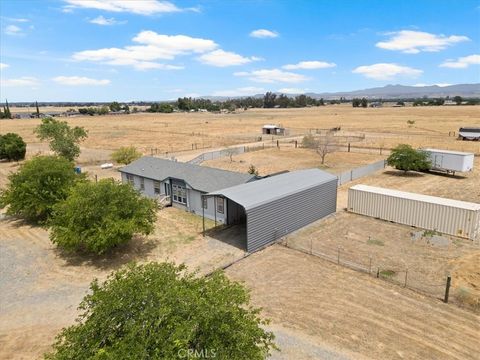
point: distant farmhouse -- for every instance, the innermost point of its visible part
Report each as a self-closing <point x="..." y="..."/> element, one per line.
<point x="266" y="209"/>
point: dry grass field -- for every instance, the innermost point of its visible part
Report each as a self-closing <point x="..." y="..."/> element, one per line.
<point x="359" y="316"/>
<point x="274" y="160"/>
<point x="383" y="127"/>
<point x="42" y="287"/>
<point x="320" y="310"/>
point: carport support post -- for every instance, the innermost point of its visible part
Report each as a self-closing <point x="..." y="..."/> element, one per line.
<point x="447" y="289"/>
<point x="203" y="217"/>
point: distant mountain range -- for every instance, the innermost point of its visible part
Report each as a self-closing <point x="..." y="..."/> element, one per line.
<point x="390" y="92"/>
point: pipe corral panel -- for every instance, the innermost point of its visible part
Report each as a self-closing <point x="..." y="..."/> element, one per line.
<point x="453" y="217"/>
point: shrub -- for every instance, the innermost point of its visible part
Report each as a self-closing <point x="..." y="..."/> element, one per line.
<point x="37" y="186"/>
<point x="405" y="158"/>
<point x="96" y="217"/>
<point x="12" y="147"/>
<point x="125" y="155"/>
<point x="160" y="311"/>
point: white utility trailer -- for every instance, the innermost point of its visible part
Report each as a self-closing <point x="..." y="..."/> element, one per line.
<point x="450" y="161"/>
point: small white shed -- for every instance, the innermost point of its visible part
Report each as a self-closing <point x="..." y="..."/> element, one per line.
<point x="450" y="161"/>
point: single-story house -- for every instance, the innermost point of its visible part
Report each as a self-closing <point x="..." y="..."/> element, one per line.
<point x="275" y="206"/>
<point x="182" y="184"/>
<point x="270" y="129"/>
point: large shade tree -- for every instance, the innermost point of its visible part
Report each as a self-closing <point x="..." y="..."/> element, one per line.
<point x="37" y="186"/>
<point x="160" y="311"/>
<point x="404" y="157"/>
<point x="64" y="140"/>
<point x="96" y="217"/>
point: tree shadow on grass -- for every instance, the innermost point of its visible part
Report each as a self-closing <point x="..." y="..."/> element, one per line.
<point x="136" y="249"/>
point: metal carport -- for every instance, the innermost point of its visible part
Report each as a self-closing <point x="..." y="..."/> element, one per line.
<point x="278" y="205"/>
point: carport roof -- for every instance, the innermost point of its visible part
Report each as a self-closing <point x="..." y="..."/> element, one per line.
<point x="256" y="193"/>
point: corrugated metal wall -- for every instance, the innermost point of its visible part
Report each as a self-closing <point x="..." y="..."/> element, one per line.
<point x="275" y="219"/>
<point x="442" y="218"/>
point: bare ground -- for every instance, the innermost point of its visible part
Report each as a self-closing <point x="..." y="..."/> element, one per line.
<point x="41" y="287"/>
<point x="357" y="315"/>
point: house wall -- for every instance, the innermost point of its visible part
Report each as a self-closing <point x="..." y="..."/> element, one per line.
<point x="275" y="219"/>
<point x="194" y="199"/>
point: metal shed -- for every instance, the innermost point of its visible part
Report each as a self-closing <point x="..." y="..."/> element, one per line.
<point x="275" y="206"/>
<point x="447" y="216"/>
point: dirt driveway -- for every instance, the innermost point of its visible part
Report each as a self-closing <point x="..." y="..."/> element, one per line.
<point x="41" y="288"/>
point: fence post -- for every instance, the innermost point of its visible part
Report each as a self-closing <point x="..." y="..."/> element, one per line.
<point x="447" y="289"/>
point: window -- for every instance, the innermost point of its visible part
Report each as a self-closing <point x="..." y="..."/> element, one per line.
<point x="179" y="194"/>
<point x="220" y="207"/>
<point x="156" y="187"/>
<point x="204" y="202"/>
<point x="130" y="179"/>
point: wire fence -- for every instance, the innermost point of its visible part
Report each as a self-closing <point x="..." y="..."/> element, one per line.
<point x="418" y="280"/>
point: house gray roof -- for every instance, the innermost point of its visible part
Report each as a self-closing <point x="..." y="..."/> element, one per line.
<point x="200" y="178"/>
<point x="256" y="193"/>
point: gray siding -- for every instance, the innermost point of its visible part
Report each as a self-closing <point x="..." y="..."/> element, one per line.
<point x="194" y="199"/>
<point x="270" y="221"/>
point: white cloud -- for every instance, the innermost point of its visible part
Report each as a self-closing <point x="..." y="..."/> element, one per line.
<point x="272" y="76"/>
<point x="462" y="62"/>
<point x="243" y="91"/>
<point x="263" y="33"/>
<point x="309" y="65"/>
<point x="413" y="42"/>
<point x="291" y="91"/>
<point x="140" y="7"/>
<point x="13" y="30"/>
<point x="152" y="47"/>
<point x="439" y="85"/>
<point x="22" y="81"/>
<point x="100" y="20"/>
<point x="221" y="58"/>
<point x="386" y="71"/>
<point x="80" y="81"/>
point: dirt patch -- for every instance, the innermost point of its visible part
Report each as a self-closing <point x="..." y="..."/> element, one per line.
<point x="347" y="310"/>
<point x="42" y="287"/>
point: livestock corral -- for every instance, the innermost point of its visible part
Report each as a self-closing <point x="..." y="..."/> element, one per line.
<point x="320" y="306"/>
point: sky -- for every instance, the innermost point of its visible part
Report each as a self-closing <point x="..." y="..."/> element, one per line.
<point x="133" y="50"/>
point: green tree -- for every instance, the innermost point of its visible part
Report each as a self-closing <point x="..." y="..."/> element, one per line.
<point x="404" y="157"/>
<point x="115" y="106"/>
<point x="12" y="147"/>
<point x="162" y="311"/>
<point x="37" y="186"/>
<point x="458" y="100"/>
<point x="96" y="217"/>
<point x="269" y="100"/>
<point x="63" y="139"/>
<point x="125" y="155"/>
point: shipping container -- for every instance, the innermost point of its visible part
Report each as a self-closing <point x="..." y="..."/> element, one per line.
<point x="453" y="217"/>
<point x="450" y="161"/>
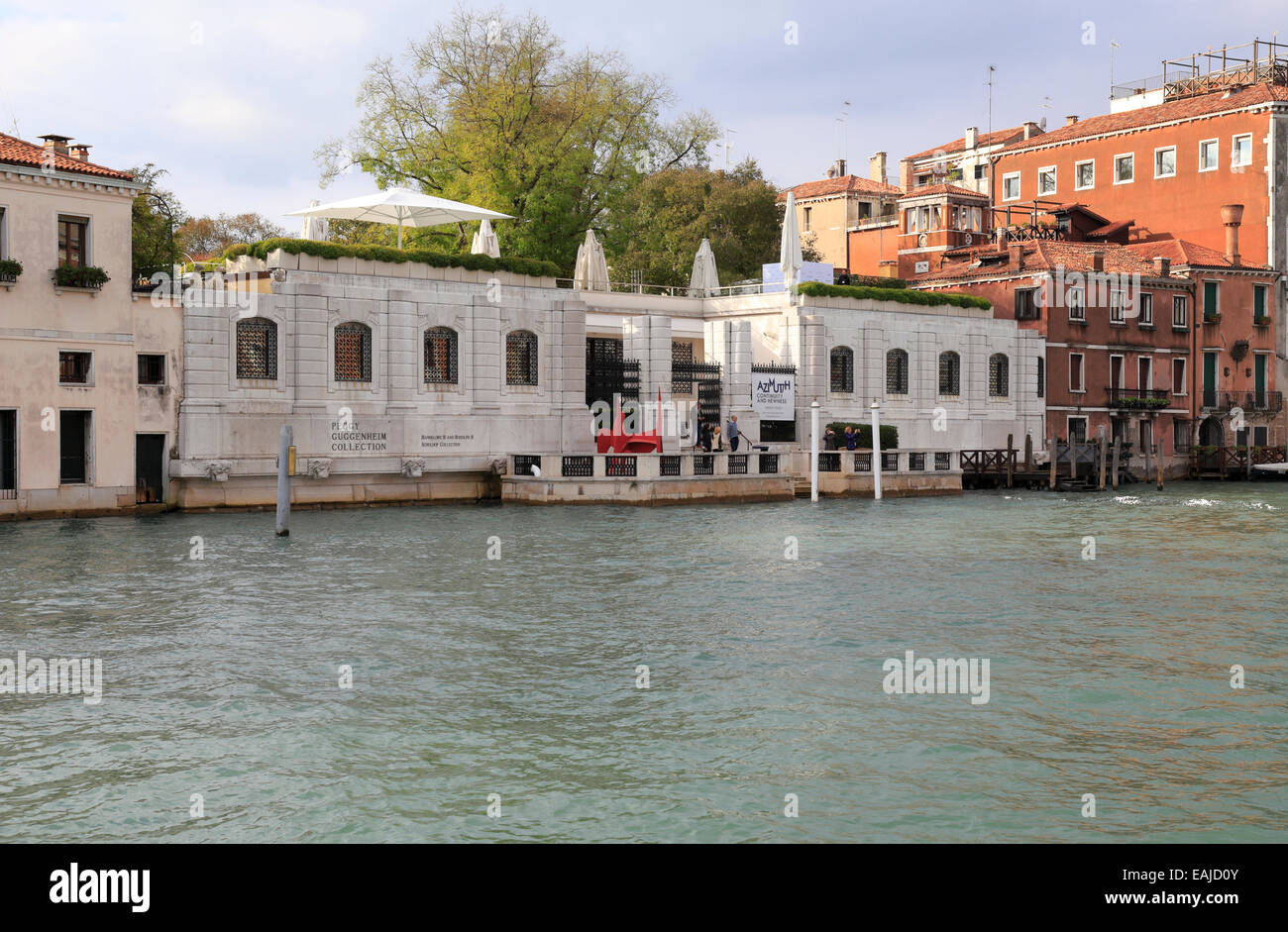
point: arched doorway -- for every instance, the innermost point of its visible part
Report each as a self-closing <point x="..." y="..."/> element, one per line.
<point x="1211" y="433"/>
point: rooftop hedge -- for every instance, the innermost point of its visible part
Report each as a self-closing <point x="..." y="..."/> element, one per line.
<point x="518" y="265"/>
<point x="928" y="299"/>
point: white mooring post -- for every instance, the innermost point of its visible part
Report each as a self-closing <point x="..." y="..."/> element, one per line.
<point x="283" y="480"/>
<point x="812" y="451"/>
<point x="876" y="450"/>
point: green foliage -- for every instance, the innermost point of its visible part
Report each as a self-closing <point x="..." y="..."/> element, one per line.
<point x="80" y="277"/>
<point x="928" y="299"/>
<point x="492" y="110"/>
<point x="384" y="254"/>
<point x="666" y="215"/>
<point x="889" y="434"/>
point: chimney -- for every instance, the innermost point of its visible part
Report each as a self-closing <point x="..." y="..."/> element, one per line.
<point x="56" y="143"/>
<point x="1232" y="215"/>
<point x="876" y="167"/>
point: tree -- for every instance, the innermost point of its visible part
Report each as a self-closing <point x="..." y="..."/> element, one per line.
<point x="490" y="110"/>
<point x="206" y="236"/>
<point x="156" y="214"/>
<point x="665" y="218"/>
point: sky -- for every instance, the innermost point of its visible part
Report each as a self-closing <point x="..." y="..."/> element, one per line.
<point x="235" y="98"/>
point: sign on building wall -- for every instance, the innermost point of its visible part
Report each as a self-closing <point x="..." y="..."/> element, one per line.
<point x="773" y="395"/>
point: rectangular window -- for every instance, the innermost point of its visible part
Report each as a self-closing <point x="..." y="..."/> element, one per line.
<point x="151" y="368"/>
<point x="72" y="239"/>
<point x="1145" y="306"/>
<point x="1076" y="372"/>
<point x="1125" y="167"/>
<point x="1209" y="158"/>
<point x="73" y="447"/>
<point x="1164" y="161"/>
<point x="73" y="367"/>
<point x="1046" y="180"/>
<point x="1083" y="175"/>
<point x="1211" y="300"/>
<point x="1240" y="151"/>
<point x="1077" y="305"/>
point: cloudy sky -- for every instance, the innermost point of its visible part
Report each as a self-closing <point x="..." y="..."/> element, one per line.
<point x="233" y="98"/>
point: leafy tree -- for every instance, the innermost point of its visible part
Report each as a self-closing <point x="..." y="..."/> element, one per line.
<point x="665" y="218"/>
<point x="492" y="110"/>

-------

▶ Work to complete
Convert everything from the line containing "point: chimney -- for" down to the end of the rows into a Markdown table with the columns Number and Line, omitting blank lines.

▶ Solved exercise
| Number | Line |
|---|---|
| 1 | point: chimney -- for every instance, the innermost point of its visible part |
| 2 | Report each as a self-closing <point x="..." y="..."/> element, one per line. |
| 3 | <point x="56" y="143"/> |
| 4 | <point x="1232" y="215"/> |
| 5 | <point x="876" y="167"/> |
| 6 | point: tree -- for every instance, the innermost point of its visible part |
| 7 | Report each as a self-closing <point x="..." y="..."/> element, one per line. |
| 8 | <point x="490" y="110"/> |
| 9 | <point x="206" y="236"/> |
| 10 | <point x="156" y="214"/> |
| 11 | <point x="665" y="218"/> |
| 12 | point: sky -- for every instance, the innermost point of its visible part |
| 13 | Report each as a self-closing <point x="..." y="..."/> element, one per line. |
| 14 | <point x="235" y="98"/> |
| 15 | point: sign on building wall -- for every instance, the innermost point of its visible part |
| 16 | Report each as a self-closing <point x="..." y="..."/> element, one per line. |
| 17 | <point x="773" y="395"/> |
| 18 | point: rectangular window -- for every instance, the innermost point of its visible part |
| 19 | Report each as a self-closing <point x="..." y="..."/> element, one per line. |
| 20 | <point x="151" y="368"/> |
| 21 | <point x="72" y="239"/> |
| 22 | <point x="1145" y="306"/> |
| 23 | <point x="1076" y="372"/> |
| 24 | <point x="1125" y="167"/> |
| 25 | <point x="1209" y="158"/> |
| 26 | <point x="73" y="447"/> |
| 27 | <point x="1164" y="161"/> |
| 28 | <point x="73" y="367"/> |
| 29 | <point x="1046" y="180"/> |
| 30 | <point x="1083" y="175"/> |
| 31 | <point x="1211" y="300"/> |
| 32 | <point x="1240" y="151"/> |
| 33 | <point x="1077" y="305"/> |
| 34 | point: cloudy sky -- for every instance, the innermost point of its visible part |
| 35 | Report each as a self-closing <point x="..." y="..."/> element, one per line. |
| 36 | <point x="233" y="98"/> |
| 37 | point: leafy tree -- for every instance, the innermost point of its visible part |
| 38 | Report each as a self-closing <point x="..." y="..."/> element, one per line. |
| 39 | <point x="665" y="218"/> |
| 40 | <point x="492" y="110"/> |